[Materials provided Boundary: Start]

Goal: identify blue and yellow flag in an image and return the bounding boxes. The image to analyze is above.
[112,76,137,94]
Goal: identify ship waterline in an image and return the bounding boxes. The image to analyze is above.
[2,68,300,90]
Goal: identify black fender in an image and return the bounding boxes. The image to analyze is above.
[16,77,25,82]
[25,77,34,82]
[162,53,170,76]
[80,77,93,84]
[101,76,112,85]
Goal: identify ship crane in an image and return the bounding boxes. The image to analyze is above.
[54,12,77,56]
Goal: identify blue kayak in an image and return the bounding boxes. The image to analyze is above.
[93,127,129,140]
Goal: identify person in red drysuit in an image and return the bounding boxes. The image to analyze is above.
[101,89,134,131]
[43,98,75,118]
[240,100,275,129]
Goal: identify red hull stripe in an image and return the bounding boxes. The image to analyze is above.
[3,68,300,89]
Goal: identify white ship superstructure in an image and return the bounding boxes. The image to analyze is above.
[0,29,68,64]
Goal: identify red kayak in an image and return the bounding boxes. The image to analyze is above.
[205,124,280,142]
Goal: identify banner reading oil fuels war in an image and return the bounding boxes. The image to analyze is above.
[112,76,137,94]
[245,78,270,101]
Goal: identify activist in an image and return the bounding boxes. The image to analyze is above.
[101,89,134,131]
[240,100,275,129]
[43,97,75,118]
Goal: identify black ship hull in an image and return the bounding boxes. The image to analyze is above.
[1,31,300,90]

[Materials provided Boundary: End]

* _Activity_: Please transcribe each entry exactly, keeping every word as it is.

* _Answer below_:
Goal: identify blue and yellow flag in an image and return the bounding boxes. The image to analyze is above.
[112,76,137,94]
Goal: identify ship waterline in an image and return the bounding boxes. The image to analyze is above.
[2,68,300,90]
Goal: identify black fender in an image and return the bounding boxes. The image to analyze is above.
[16,77,25,82]
[25,77,34,82]
[162,53,170,76]
[80,77,93,84]
[101,76,112,85]
Goal: identify ship crane in an image and return the bounding boxes. The image to analyze is above.
[54,12,77,56]
Goal: identify blue kayak in an image and return the bounding boxes. The image to analyze is above.
[93,127,129,140]
Goal: identify person in red drysuit in an image and return the bounding boxes. The image to analyze is above.
[101,89,134,131]
[43,98,75,118]
[240,100,275,129]
Goal: identify red hull stripe in an image and return the bounding boxes. The image to analyze is above.
[3,68,300,89]
Goal: identify white ship superstructure in an image and return the bounding boxes. The image to analyze is above.
[0,29,68,64]
Goal: identify red kayak in an image and return the bounding boxes. The image to analyze is above.
[205,124,280,142]
Goal: identify banner reading oil fuels war in an image and return the bounding boxes. The image to analyze is above.
[112,76,137,94]
[245,78,270,101]
Goal: identify activist in an image and return the bounding boxes. The image to analyze is above.
[101,89,134,131]
[240,100,275,129]
[43,97,75,118]
Goal: identify black ship hull in an image and return the bounding boxes. The image to analyze is above.
[1,31,300,90]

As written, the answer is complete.